--- Quoted passage ---
——————————

BodyTechnic: Orthopaedic injuries get cyber-therapy

A computer-aided machine that simulates normal body movement is being used to aid patients recovering from orthopaedic injury at the Nottingham City Hospital

Developed by the Baltimore Therapeutic Equipment Company, the BTE work simulator looks similar to a piece of gym equipment complete with a vertical shaft to which a series of instruments can be attached. Designed for patients recovering from muscular injuries in particular, the work simulator provides an intensive rehabilitation programme according to hospital staff.

Using the simulator, the patient is able to simulate movements with a variety of tools while the therapist sets the amount of work or power required via a computer. Using special software, the tools are able to mimic hundreds of different tasks - from steering a bus to operating an intricate hand-held instrument - gently coaxing damaged tissue into action.

Helen Barnes, a world class canoeist, was one of the first people in the UK to benefit from the work simulator following an operation on her shoulder. "Until I could use the machine, I was only able to use light weights which were not targeted at what I needed to do. The work simulator was able to imitate the paddle actions I need to make, gradually building up my strength week after week and giving me the confidence to go back onto the water."

The machine has been at work in Nottingham since April and senior therapist, Julie Upton believes it gives therapists a fine tuned weapon against muscular injury: "The advantage of the machine is it enables us to simulate tasks we couldn't mock up in hospital. The patients love it as it allows them to see the progress they are making. It produces accurate data about how a patient is progressing so is particularly useful for assessment," she said.

——————————

--- Exercise data ---
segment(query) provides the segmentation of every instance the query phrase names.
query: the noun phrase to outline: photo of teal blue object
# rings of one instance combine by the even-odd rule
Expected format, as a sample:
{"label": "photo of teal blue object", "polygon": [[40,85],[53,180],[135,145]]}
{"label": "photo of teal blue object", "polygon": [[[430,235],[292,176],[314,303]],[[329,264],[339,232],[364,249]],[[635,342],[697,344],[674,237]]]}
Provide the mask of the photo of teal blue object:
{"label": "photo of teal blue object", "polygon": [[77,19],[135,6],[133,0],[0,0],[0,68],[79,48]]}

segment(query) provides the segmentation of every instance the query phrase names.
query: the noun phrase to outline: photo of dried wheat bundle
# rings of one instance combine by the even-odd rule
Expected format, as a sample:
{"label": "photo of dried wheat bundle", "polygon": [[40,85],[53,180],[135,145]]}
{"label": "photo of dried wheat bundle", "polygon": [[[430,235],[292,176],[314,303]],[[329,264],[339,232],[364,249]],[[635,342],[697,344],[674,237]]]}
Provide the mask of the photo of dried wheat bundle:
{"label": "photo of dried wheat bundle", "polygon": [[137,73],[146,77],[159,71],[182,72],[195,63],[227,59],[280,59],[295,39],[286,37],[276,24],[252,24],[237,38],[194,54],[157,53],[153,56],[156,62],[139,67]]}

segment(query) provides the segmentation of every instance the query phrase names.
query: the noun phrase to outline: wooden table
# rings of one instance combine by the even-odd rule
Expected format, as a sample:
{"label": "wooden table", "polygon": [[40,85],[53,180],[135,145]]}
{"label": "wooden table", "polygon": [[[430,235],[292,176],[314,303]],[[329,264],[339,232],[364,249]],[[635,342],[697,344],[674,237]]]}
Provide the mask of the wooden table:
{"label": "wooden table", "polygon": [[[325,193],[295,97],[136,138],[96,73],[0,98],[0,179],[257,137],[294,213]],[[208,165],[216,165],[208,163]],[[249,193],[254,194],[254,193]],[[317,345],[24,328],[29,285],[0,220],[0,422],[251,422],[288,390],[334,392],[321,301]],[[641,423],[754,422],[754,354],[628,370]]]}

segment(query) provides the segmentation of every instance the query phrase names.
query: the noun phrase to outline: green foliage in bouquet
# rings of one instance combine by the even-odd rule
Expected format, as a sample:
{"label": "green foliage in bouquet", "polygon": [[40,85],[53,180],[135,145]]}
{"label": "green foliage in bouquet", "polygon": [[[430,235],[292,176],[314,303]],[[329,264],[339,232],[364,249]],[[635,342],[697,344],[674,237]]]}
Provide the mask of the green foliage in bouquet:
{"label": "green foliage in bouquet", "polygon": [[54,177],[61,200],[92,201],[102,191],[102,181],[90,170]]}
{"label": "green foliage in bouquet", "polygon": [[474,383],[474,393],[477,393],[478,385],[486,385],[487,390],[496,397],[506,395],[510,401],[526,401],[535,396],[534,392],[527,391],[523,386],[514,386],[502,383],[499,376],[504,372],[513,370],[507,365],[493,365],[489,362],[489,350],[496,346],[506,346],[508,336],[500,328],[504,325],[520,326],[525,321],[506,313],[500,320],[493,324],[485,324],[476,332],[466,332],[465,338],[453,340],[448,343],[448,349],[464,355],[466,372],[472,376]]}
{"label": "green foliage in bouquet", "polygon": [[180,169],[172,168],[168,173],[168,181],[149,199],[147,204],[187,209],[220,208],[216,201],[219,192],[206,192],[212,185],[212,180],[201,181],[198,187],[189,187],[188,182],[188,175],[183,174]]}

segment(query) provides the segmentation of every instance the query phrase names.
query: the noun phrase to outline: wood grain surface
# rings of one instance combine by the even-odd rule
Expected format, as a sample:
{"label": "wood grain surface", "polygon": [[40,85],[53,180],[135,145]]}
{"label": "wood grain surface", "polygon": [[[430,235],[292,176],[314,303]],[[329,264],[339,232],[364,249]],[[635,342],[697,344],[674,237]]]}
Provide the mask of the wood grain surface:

——————————

--- Work instructions ---
#1 Please write out the part of the cyber-therapy article starting at "Using the simulator, the" and ending at "tissue into action.".
#2 According to the cyber-therapy article, which company developed the BTE work simulator?

--- Answers for the exercise ---
#1
Using the simulator, the patient is able to simulate movements with a variety of tools while the therapist sets the amount of work or power required via a computer. Using special software, the tools are able to mimic hundreds of different tasks - from steering a bus to operating an intricate hand-held instrument - gently coaxing damaged tissue into action.

#2 The Baltimore Therapeutic Equipment Company.